→ **Work task**
Go through the material and copy every line in which "deck" appears.

→ **The records**

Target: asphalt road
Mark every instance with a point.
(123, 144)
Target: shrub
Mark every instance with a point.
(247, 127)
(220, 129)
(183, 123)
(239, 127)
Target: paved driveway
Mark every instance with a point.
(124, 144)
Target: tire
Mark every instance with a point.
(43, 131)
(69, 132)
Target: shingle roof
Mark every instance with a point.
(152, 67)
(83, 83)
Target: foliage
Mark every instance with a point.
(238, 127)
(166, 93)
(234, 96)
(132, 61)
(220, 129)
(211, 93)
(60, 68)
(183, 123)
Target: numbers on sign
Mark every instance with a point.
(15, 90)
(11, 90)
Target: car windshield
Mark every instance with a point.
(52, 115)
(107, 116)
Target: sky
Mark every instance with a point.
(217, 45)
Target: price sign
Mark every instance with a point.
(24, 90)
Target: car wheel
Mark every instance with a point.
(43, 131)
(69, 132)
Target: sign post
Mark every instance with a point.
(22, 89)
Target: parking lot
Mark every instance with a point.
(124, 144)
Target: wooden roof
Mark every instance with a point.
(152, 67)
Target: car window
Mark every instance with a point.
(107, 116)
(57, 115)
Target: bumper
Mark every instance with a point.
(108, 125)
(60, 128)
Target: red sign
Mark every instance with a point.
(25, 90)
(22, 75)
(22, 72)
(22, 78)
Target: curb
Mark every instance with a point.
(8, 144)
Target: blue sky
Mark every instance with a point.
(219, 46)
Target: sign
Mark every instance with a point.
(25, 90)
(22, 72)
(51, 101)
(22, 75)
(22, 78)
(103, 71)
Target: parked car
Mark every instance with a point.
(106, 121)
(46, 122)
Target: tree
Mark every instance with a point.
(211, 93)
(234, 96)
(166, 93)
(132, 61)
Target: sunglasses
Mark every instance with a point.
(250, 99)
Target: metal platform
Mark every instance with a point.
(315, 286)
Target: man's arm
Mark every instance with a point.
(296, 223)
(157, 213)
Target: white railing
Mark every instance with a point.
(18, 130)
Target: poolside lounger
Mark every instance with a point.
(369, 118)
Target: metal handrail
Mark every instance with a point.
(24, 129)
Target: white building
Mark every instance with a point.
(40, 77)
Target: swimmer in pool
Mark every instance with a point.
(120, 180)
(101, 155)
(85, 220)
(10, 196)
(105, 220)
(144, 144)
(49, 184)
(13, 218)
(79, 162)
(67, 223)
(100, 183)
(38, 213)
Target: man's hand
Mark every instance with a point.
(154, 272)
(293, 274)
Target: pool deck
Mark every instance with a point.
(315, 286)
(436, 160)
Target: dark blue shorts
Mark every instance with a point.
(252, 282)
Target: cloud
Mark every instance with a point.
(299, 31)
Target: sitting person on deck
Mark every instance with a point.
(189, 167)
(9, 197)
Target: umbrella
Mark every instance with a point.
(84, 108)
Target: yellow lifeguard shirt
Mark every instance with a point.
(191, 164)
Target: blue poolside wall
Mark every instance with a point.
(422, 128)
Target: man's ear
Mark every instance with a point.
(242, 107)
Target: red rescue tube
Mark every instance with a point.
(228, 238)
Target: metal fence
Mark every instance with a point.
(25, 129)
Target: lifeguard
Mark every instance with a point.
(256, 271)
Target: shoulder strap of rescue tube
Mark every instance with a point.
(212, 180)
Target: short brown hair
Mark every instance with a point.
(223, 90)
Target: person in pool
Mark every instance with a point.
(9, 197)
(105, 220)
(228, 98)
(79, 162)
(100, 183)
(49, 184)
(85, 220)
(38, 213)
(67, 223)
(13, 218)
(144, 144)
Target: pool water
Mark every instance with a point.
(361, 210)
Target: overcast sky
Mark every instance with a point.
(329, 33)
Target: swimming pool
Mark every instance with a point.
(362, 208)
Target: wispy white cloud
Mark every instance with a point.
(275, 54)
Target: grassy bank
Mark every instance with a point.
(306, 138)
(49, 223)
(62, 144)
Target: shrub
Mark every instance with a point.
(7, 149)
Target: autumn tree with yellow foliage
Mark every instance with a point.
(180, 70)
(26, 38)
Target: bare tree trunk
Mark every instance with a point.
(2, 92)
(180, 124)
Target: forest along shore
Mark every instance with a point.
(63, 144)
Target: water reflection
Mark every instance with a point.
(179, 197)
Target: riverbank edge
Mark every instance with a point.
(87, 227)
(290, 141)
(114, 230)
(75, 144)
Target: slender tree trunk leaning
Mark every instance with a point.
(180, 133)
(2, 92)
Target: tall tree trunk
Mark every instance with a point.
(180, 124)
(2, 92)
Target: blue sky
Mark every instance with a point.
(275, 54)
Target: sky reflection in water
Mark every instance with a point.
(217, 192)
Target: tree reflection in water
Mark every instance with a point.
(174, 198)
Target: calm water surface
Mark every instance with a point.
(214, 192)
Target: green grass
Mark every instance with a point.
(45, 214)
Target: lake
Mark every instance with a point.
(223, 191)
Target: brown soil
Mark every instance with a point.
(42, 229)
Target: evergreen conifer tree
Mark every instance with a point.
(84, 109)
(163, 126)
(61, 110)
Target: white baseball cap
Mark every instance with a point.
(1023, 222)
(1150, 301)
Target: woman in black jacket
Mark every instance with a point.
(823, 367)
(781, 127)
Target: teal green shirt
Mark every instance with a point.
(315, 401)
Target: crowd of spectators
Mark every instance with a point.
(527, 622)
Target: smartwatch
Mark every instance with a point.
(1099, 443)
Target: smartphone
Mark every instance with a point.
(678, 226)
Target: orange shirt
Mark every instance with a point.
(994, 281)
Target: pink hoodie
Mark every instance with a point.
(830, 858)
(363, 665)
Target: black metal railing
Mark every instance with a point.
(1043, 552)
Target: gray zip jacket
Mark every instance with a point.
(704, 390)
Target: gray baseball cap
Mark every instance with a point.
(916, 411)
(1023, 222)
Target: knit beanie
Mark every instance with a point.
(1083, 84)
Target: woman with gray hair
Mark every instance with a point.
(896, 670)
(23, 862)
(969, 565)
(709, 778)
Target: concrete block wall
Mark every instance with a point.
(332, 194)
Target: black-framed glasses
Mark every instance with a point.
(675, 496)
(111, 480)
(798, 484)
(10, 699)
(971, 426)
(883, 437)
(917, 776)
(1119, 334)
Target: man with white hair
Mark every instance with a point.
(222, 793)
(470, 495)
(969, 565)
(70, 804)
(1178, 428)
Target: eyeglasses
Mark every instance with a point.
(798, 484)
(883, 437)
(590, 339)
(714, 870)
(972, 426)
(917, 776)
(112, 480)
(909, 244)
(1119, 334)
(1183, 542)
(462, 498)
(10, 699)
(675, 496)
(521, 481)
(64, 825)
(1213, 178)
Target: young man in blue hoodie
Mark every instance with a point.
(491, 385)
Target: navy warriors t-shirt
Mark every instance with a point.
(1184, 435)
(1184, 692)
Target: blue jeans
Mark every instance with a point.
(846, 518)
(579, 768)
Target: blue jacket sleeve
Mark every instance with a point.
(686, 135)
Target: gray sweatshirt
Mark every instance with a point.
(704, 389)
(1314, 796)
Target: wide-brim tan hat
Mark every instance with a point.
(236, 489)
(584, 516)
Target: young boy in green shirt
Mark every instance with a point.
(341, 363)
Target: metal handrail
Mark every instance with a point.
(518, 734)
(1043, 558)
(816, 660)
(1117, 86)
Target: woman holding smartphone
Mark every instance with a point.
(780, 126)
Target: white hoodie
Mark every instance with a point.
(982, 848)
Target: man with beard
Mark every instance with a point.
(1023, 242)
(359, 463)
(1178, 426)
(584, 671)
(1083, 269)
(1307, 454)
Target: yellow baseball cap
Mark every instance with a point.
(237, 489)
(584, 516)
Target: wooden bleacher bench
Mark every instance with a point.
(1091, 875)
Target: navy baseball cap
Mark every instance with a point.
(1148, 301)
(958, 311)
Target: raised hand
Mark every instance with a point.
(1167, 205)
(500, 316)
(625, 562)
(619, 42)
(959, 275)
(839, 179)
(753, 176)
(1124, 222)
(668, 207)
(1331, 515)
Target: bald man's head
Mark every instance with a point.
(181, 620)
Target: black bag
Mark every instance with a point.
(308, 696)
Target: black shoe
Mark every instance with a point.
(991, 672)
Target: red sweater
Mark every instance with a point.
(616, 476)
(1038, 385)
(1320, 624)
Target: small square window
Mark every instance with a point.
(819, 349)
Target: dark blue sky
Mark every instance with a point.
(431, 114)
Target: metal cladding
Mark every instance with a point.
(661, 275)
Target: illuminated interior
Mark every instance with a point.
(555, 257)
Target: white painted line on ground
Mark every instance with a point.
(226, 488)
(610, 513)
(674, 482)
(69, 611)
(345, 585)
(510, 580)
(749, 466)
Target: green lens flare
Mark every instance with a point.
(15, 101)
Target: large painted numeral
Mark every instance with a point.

→ **Exercise output**
Target: pool deck
Target: sitting person on deck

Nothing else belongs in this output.